* [AVAILABLE DATA]

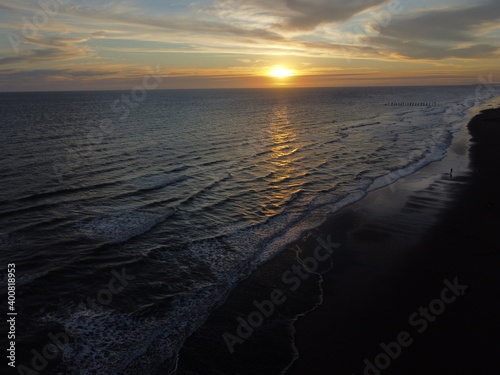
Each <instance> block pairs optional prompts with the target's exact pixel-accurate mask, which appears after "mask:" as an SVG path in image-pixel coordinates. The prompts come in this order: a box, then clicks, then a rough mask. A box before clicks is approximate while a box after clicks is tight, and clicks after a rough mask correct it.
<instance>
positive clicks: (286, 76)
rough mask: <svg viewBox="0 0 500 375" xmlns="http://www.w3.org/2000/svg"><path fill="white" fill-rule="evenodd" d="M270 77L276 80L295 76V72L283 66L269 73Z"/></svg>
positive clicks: (277, 67) (276, 68) (278, 67)
mask: <svg viewBox="0 0 500 375" xmlns="http://www.w3.org/2000/svg"><path fill="white" fill-rule="evenodd" d="M269 75H270V76H272V77H276V78H285V77H290V76H293V71H292V70H290V69H287V68H285V67H283V66H276V67H274V68H272V69H271V70H270V71H269Z"/></svg>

* [WHAT YOU HAVE TO DO]
Skipping all pictures, set the listing down exactly as written.

* [YOUR RESPONSE]
Each <instance> block pairs optional prompts with the target's exact pixel-accurate mask, which appears after "mask:" as an SVG path in image-pixel coordinates. The prompts come in this order: a box, then clicks, then a rough mask. A box before clicks is approximate while a box after clicks is tight, and clicks after a rough mask correct it.
<instance>
positive clicks: (286, 76)
rough mask: <svg viewBox="0 0 500 375" xmlns="http://www.w3.org/2000/svg"><path fill="white" fill-rule="evenodd" d="M270 77L276 80L295 76V72L283 66L269 73Z"/></svg>
positive clicks: (277, 67) (276, 68) (278, 67)
mask: <svg viewBox="0 0 500 375" xmlns="http://www.w3.org/2000/svg"><path fill="white" fill-rule="evenodd" d="M269 75H270V76H272V77H276V78H285V77H290V76H293V71H292V70H290V69H287V68H285V67H283V66H276V67H274V68H272V69H271V70H270V71H269Z"/></svg>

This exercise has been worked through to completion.